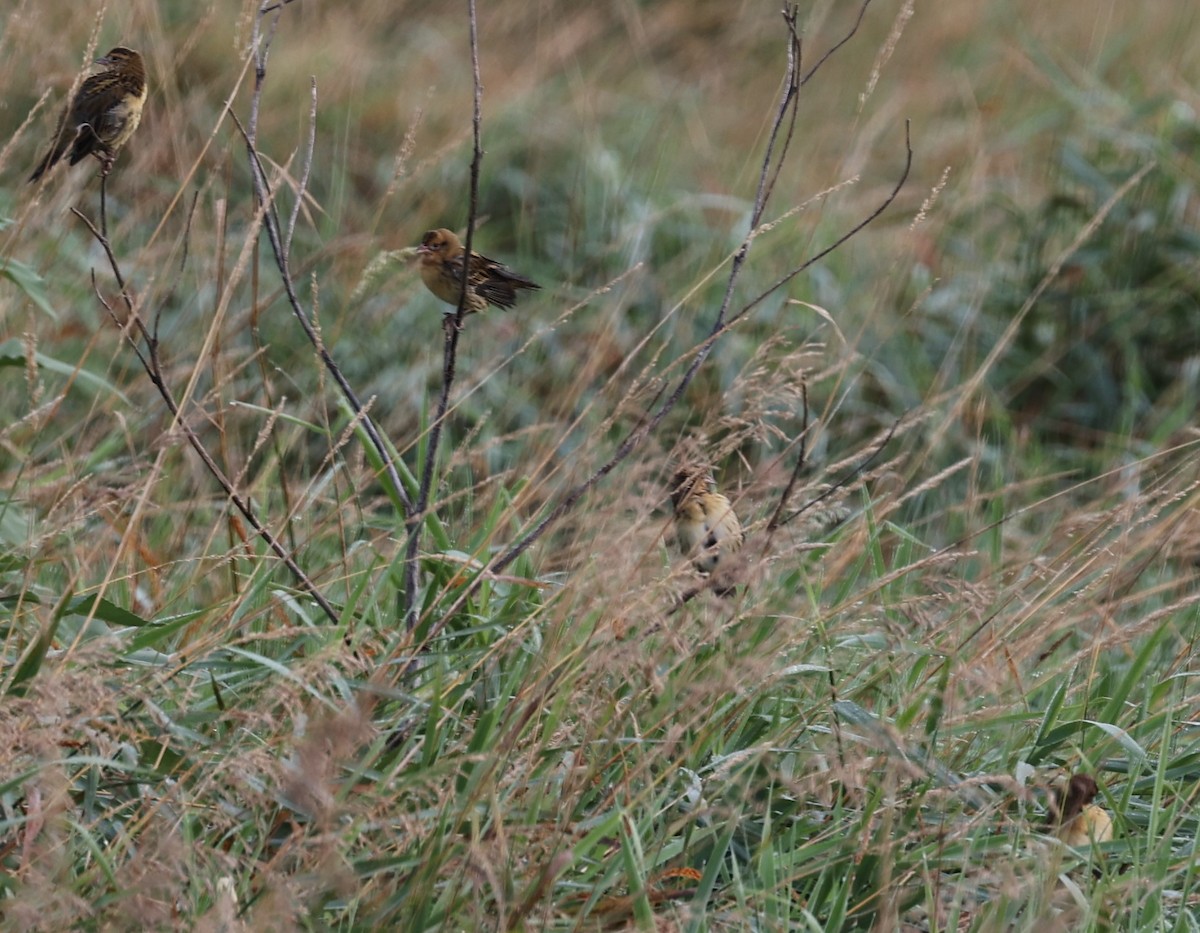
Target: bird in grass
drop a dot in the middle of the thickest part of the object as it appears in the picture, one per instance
(103, 114)
(1074, 818)
(487, 282)
(707, 529)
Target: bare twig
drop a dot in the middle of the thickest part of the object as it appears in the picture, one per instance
(852, 232)
(306, 169)
(774, 521)
(453, 329)
(282, 260)
(779, 522)
(150, 362)
(787, 103)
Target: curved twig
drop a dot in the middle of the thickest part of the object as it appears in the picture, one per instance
(453, 327)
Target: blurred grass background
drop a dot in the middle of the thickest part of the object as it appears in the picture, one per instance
(1013, 581)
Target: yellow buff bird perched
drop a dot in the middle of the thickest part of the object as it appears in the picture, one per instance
(103, 114)
(487, 282)
(707, 529)
(1074, 818)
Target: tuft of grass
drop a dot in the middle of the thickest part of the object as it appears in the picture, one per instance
(864, 735)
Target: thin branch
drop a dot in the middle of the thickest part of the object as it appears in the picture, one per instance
(865, 222)
(271, 224)
(787, 103)
(306, 169)
(802, 457)
(453, 329)
(847, 37)
(777, 522)
(153, 367)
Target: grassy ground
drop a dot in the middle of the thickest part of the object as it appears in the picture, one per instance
(864, 735)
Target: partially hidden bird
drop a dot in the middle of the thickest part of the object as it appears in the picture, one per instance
(102, 115)
(487, 282)
(707, 528)
(1074, 818)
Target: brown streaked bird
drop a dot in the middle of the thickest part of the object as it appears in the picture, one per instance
(102, 115)
(707, 529)
(487, 281)
(1074, 818)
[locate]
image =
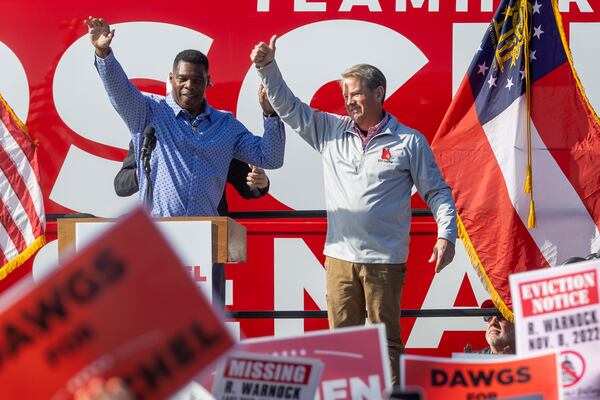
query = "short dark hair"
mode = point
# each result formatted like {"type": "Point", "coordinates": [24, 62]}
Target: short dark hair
{"type": "Point", "coordinates": [191, 56]}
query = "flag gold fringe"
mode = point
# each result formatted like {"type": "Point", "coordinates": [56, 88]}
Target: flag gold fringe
{"type": "Point", "coordinates": [485, 280]}
{"type": "Point", "coordinates": [21, 258]}
{"type": "Point", "coordinates": [531, 221]}
{"type": "Point", "coordinates": [528, 178]}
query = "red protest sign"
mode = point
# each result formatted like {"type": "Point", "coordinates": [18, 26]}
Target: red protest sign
{"type": "Point", "coordinates": [122, 307]}
{"type": "Point", "coordinates": [444, 378]}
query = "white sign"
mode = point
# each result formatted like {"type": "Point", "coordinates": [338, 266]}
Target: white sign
{"type": "Point", "coordinates": [558, 308]}
{"type": "Point", "coordinates": [262, 376]}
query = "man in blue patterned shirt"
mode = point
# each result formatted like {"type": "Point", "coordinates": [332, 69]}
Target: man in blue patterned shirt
{"type": "Point", "coordinates": [195, 142]}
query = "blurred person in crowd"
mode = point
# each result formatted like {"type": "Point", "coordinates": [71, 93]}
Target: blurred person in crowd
{"type": "Point", "coordinates": [499, 334]}
{"type": "Point", "coordinates": [100, 389]}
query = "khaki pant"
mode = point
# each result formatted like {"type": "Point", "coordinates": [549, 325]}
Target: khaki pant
{"type": "Point", "coordinates": [352, 288]}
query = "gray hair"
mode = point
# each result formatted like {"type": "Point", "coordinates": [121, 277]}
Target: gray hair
{"type": "Point", "coordinates": [368, 74]}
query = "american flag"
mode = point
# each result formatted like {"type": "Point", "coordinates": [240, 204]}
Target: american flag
{"type": "Point", "coordinates": [22, 215]}
{"type": "Point", "coordinates": [519, 146]}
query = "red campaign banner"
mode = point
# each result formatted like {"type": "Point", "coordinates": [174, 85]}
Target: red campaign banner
{"type": "Point", "coordinates": [561, 293]}
{"type": "Point", "coordinates": [122, 307]}
{"type": "Point", "coordinates": [444, 378]}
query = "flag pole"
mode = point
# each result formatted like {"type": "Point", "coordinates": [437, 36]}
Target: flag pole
{"type": "Point", "coordinates": [531, 220]}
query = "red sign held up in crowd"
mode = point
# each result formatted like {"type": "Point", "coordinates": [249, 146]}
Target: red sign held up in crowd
{"type": "Point", "coordinates": [122, 307]}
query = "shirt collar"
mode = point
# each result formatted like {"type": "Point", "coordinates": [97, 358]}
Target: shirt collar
{"type": "Point", "coordinates": [177, 110]}
{"type": "Point", "coordinates": [375, 129]}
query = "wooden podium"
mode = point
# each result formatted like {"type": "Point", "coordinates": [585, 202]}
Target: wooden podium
{"type": "Point", "coordinates": [228, 237]}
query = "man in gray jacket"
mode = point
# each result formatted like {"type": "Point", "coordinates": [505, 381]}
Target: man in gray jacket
{"type": "Point", "coordinates": [370, 163]}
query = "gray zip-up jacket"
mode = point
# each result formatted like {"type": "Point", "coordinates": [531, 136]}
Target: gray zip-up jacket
{"type": "Point", "coordinates": [368, 191]}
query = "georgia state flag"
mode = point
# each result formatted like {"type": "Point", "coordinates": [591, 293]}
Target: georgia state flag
{"type": "Point", "coordinates": [519, 146]}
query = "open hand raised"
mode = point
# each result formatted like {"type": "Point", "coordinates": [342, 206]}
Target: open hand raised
{"type": "Point", "coordinates": [263, 54]}
{"type": "Point", "coordinates": [100, 35]}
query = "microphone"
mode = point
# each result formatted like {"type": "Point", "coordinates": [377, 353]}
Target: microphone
{"type": "Point", "coordinates": [148, 145]}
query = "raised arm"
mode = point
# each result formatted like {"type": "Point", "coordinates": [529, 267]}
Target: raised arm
{"type": "Point", "coordinates": [250, 182]}
{"type": "Point", "coordinates": [314, 126]}
{"type": "Point", "coordinates": [438, 195]}
{"type": "Point", "coordinates": [100, 35]}
{"type": "Point", "coordinates": [128, 101]}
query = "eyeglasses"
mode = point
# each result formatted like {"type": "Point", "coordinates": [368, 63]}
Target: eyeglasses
{"type": "Point", "coordinates": [499, 318]}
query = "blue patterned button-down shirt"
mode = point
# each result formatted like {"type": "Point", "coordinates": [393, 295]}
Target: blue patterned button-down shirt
{"type": "Point", "coordinates": [190, 162]}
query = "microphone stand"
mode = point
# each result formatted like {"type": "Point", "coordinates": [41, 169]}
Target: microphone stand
{"type": "Point", "coordinates": [149, 143]}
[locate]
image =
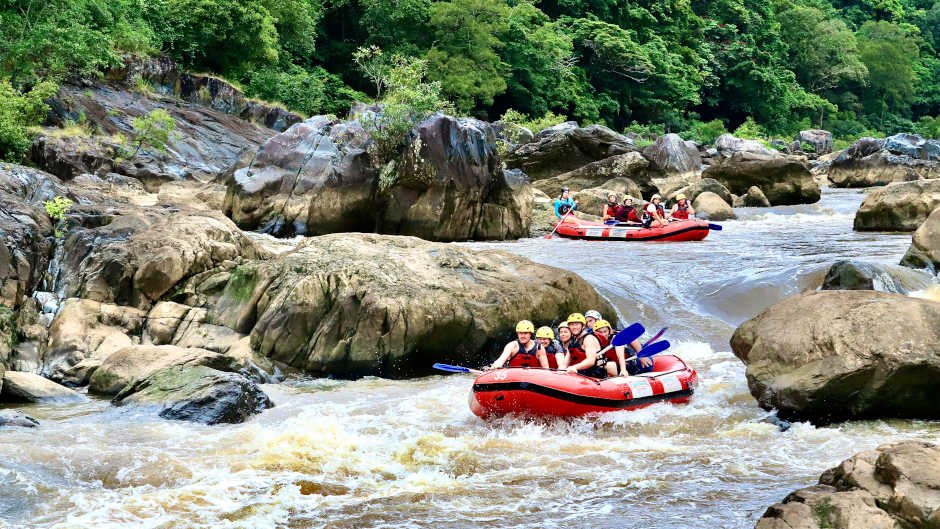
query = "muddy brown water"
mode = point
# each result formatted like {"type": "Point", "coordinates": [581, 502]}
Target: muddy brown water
{"type": "Point", "coordinates": [381, 453]}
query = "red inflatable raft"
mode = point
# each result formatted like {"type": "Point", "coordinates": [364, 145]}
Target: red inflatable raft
{"type": "Point", "coordinates": [541, 392]}
{"type": "Point", "coordinates": [682, 230]}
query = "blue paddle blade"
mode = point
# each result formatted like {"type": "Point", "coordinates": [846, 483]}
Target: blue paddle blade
{"type": "Point", "coordinates": [627, 335]}
{"type": "Point", "coordinates": [452, 369]}
{"type": "Point", "coordinates": [653, 348]}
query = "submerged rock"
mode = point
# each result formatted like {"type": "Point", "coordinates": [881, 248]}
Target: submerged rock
{"type": "Point", "coordinates": [893, 486]}
{"type": "Point", "coordinates": [901, 206]}
{"type": "Point", "coordinates": [785, 180]}
{"type": "Point", "coordinates": [567, 147]}
{"type": "Point", "coordinates": [924, 251]}
{"type": "Point", "coordinates": [356, 304]}
{"type": "Point", "coordinates": [17, 418]}
{"type": "Point", "coordinates": [829, 356]}
{"type": "Point", "coordinates": [29, 387]}
{"type": "Point", "coordinates": [197, 394]}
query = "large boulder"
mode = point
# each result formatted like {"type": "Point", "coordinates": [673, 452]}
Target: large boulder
{"type": "Point", "coordinates": [29, 387]}
{"type": "Point", "coordinates": [318, 177]}
{"type": "Point", "coordinates": [356, 304]}
{"type": "Point", "coordinates": [894, 486]}
{"type": "Point", "coordinates": [821, 140]}
{"type": "Point", "coordinates": [140, 361]}
{"type": "Point", "coordinates": [672, 157]}
{"type": "Point", "coordinates": [710, 206]}
{"type": "Point", "coordinates": [924, 251]}
{"type": "Point", "coordinates": [901, 206]}
{"type": "Point", "coordinates": [755, 198]}
{"type": "Point", "coordinates": [784, 180]}
{"type": "Point", "coordinates": [197, 394]}
{"type": "Point", "coordinates": [873, 162]}
{"type": "Point", "coordinates": [831, 355]}
{"type": "Point", "coordinates": [25, 230]}
{"type": "Point", "coordinates": [566, 147]}
{"type": "Point", "coordinates": [860, 275]}
{"type": "Point", "coordinates": [630, 165]}
{"type": "Point", "coordinates": [727, 145]}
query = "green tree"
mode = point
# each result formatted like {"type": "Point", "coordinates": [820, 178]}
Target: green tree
{"type": "Point", "coordinates": [465, 56]}
{"type": "Point", "coordinates": [18, 112]}
{"type": "Point", "coordinates": [153, 129]}
{"type": "Point", "coordinates": [889, 53]}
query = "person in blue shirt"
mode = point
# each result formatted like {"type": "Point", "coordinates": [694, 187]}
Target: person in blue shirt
{"type": "Point", "coordinates": [565, 203]}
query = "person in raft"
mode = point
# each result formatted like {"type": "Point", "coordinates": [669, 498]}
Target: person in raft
{"type": "Point", "coordinates": [583, 348]}
{"type": "Point", "coordinates": [611, 209]}
{"type": "Point", "coordinates": [682, 210]}
{"type": "Point", "coordinates": [564, 203]}
{"type": "Point", "coordinates": [523, 351]}
{"type": "Point", "coordinates": [627, 212]}
{"type": "Point", "coordinates": [553, 351]}
{"type": "Point", "coordinates": [590, 317]}
{"type": "Point", "coordinates": [564, 338]}
{"type": "Point", "coordinates": [654, 215]}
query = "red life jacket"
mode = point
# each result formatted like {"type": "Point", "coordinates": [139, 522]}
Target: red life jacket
{"type": "Point", "coordinates": [627, 214]}
{"type": "Point", "coordinates": [682, 212]}
{"type": "Point", "coordinates": [525, 358]}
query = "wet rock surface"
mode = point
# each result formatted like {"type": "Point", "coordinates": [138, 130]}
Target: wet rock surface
{"type": "Point", "coordinates": [784, 180]}
{"type": "Point", "coordinates": [197, 394]}
{"type": "Point", "coordinates": [875, 162]}
{"type": "Point", "coordinates": [894, 486]}
{"type": "Point", "coordinates": [829, 356]}
{"type": "Point", "coordinates": [565, 148]}
{"type": "Point", "coordinates": [318, 178]}
{"type": "Point", "coordinates": [924, 251]}
{"type": "Point", "coordinates": [902, 206]}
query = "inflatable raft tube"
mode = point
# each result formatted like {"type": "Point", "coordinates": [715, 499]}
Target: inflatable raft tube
{"type": "Point", "coordinates": [683, 230]}
{"type": "Point", "coordinates": [545, 392]}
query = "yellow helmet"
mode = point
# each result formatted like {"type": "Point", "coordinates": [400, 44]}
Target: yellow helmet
{"type": "Point", "coordinates": [577, 317]}
{"type": "Point", "coordinates": [545, 332]}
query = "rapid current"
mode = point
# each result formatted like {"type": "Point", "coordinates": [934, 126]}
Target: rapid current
{"type": "Point", "coordinates": [408, 453]}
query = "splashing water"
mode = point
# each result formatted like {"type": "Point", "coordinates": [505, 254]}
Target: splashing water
{"type": "Point", "coordinates": [382, 453]}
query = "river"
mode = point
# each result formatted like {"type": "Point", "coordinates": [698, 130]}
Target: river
{"type": "Point", "coordinates": [408, 453]}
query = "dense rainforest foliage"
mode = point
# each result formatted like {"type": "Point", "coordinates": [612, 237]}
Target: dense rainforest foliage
{"type": "Point", "coordinates": [851, 66]}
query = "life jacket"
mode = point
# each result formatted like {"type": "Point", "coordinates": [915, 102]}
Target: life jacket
{"type": "Point", "coordinates": [576, 349]}
{"type": "Point", "coordinates": [682, 212]}
{"type": "Point", "coordinates": [601, 360]}
{"type": "Point", "coordinates": [611, 210]}
{"type": "Point", "coordinates": [553, 347]}
{"type": "Point", "coordinates": [525, 358]}
{"type": "Point", "coordinates": [627, 214]}
{"type": "Point", "coordinates": [659, 209]}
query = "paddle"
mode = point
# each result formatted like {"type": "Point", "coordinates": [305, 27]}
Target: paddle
{"type": "Point", "coordinates": [549, 236]}
{"type": "Point", "coordinates": [654, 338]}
{"type": "Point", "coordinates": [456, 369]}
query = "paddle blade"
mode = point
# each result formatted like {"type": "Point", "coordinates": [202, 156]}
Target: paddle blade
{"type": "Point", "coordinates": [653, 348]}
{"type": "Point", "coordinates": [656, 336]}
{"type": "Point", "coordinates": [627, 335]}
{"type": "Point", "coordinates": [451, 369]}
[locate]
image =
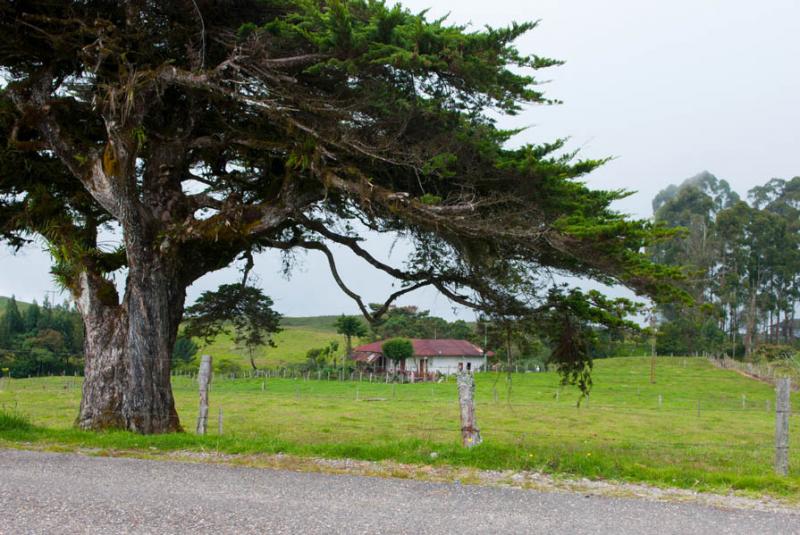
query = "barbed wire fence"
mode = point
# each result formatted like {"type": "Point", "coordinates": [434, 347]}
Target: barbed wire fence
{"type": "Point", "coordinates": [292, 384]}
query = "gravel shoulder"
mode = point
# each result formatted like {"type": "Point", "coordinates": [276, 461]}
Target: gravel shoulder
{"type": "Point", "coordinates": [67, 493]}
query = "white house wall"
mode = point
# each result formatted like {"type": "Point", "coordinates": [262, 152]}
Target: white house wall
{"type": "Point", "coordinates": [446, 365]}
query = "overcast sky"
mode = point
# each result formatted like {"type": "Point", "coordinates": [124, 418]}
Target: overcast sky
{"type": "Point", "coordinates": [667, 88]}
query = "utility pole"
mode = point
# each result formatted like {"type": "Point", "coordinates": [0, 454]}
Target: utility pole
{"type": "Point", "coordinates": [653, 345]}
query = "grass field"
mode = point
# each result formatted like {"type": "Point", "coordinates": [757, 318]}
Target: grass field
{"type": "Point", "coordinates": [292, 344]}
{"type": "Point", "coordinates": [712, 430]}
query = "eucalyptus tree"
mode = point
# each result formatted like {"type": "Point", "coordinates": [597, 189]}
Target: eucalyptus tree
{"type": "Point", "coordinates": [202, 130]}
- - - - -
● Your goal: Identify each line in the items above that contains the word "down" and copy those lines out. Match case exactly.

● Full solution:
query = "blue patterned button-down shirt"
Target: blue patterned button-down shirt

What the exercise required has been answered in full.